Given text —
........
Hey Family! How’s it going! So today I just finished my second change here in Iquitos and we’ll find out who stays and who goes (I’m 99% fingers crossed sure that I’ll still be here). On Saturday the municipality had a massive wedding and the family of our investigators Luz and Jaime went and signed some papers to get hitched before their baptism this week. We're really happy about the change we've seen in Jaime, when we first got here he didn't want to get married and much less baptized, but he prays so sincerely now, tells us that he knows the gospel is true and is making the arrangements to set that example for his family and be married and baptized. We're happy for them.
This week was truly a week of serious reflection. Our leaders talked to the zone about obedience (everyone's favorite topic as missionaries!) but it really got me thinking and reflecting. That honestly I'm not doing my work like I should be or like I could be. When we came here to be missionaries we left behind our families, friends, studies, dating life, hobbies and all that. For 18 months to 2 years that's all behind us now. But what I really realized is that that literally isn't me anymore. I'm not Lauren, I'm Sister Benyo, a missionary and a representative of Jesus Christ. Never again in this time will my thoughts be directed towards my personal needs, desires, and passions but for this short time in my life I am serving the Lord and his Children. I have forbidden myself to come home the same person, I will never be the same so now while I'm here, our 100% must be focused on the Lord and His work. What a blessing to have this experience, but at times I feel like I am impeding myself from undergoing that transformation. I think about what I'm gonna eat next, time till the next P-day, how long I've got till I go home one day, I don't fill in the area folder at night and we leave the house 10 minutes late. It's all these things that add up, and I feel myself being a little bit too Lauren than I should be. But she is so gone and not welcome here. Here in Iquitos is a sacred place for me and never will I let these selfish distractions from who I once was keep me from being who the Lord wants me to be. On the eternal perspective a mission is SO short. This isn't 1.5 to 2 years, it's 1.5 to 2 seconds. We're throwing it all behind us now. That all is over now, 100% focus on working, on helping others and on having the spirit at all times. Without work and 100% obedience and self-discipline we are nothing. And frankly there's just no time for me to be Lauren. I'm so grateful for the strengthening power of Jesus Christ that helps us to be strengthened in our weaknesses. I love the Book of Mormon in Ether12:26 where it says "And if men come unto me I wil l show unto them their weaknes s. I give unto men weakness th at
they may be humble; and my gra ce is sufficient for all men t hat humble themselvesbefore me ;
for if they humble themselves before me, and have faith in m e, then will I make weak things
become strong unto them."
........
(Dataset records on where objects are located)
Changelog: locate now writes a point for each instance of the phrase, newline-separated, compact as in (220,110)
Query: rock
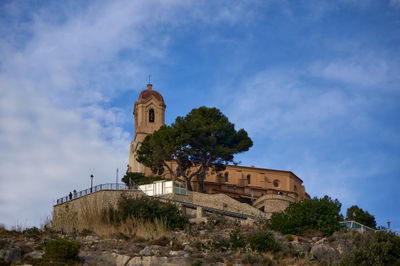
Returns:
(98,258)
(324,253)
(92,238)
(150,250)
(179,253)
(188,248)
(11,253)
(153,260)
(121,260)
(302,247)
(321,241)
(36,254)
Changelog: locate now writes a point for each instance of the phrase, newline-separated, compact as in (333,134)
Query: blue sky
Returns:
(315,84)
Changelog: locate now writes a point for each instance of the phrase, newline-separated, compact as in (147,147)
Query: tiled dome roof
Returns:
(149,92)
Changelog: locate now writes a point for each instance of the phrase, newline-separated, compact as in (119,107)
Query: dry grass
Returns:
(94,217)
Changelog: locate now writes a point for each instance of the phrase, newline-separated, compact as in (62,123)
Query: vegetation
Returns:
(259,241)
(137,179)
(62,251)
(263,241)
(380,249)
(203,140)
(357,214)
(149,209)
(310,214)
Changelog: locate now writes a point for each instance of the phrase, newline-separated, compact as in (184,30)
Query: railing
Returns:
(108,186)
(362,228)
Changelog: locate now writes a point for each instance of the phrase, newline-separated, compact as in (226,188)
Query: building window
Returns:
(151,115)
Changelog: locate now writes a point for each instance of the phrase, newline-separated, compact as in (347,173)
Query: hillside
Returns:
(220,241)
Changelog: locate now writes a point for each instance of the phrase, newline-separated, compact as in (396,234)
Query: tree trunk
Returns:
(201,182)
(189,184)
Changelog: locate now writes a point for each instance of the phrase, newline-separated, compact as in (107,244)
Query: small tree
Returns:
(357,214)
(137,179)
(310,214)
(201,141)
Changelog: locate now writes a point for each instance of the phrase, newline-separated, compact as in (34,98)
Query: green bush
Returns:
(236,240)
(263,241)
(150,209)
(256,259)
(62,250)
(357,214)
(137,179)
(380,249)
(310,214)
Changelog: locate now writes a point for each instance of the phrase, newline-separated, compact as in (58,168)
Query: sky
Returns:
........
Your tasks —
1. Copy the portion of the Iquitos letter that begins at the words "Hey Family! How’s" and stops after the words "happy for them.".
2. Proceed with the Iquitos letter, picking up right after its last sentence.

Solved problems —
1.
Hey Family! How’s it going! So today I just finished my second change here in Iquitos and we’ll find out who stays and who goes (I’m 99% fingers crossed sure that I’ll still be here). On Saturday the municipality had a massive wedding and the family of our investigators Luz and Jaime went and signed some papers to get hitched before their baptism this week. We're really happy about the change we've seen in Jaime, when we first got here he didn't want to get married and much less baptized, but he prays so sincerely now, tells us that he knows the gospel is true and is making the arrangements to set that example for his family and be married and baptized. We're happy for them.

2.
But now is the time to repent and be perfected, to be a little bit better, a little bit more focused and selfless and hardworking than I was the day before. To contact a little more, to talk to more people, to find more people waiting to hear the gospel, to pray and fast more. Because honestly this time is so so short. And let me tell you I'm gonna remember it as the best 1.5 seconds of my life.
Love you all,
Hermana Benyo
Photos:
1. Luz and Jaime signing the papeles!
2. Zone 9 de Octubre...Take 1....
3. Zone 9 de Octubre!!!!!
4. A monkey in it's natural habitat in the Peruvian Amazon rainforest....no just kidding it's the zone leader's pet monkey posed on a tree (note the leash)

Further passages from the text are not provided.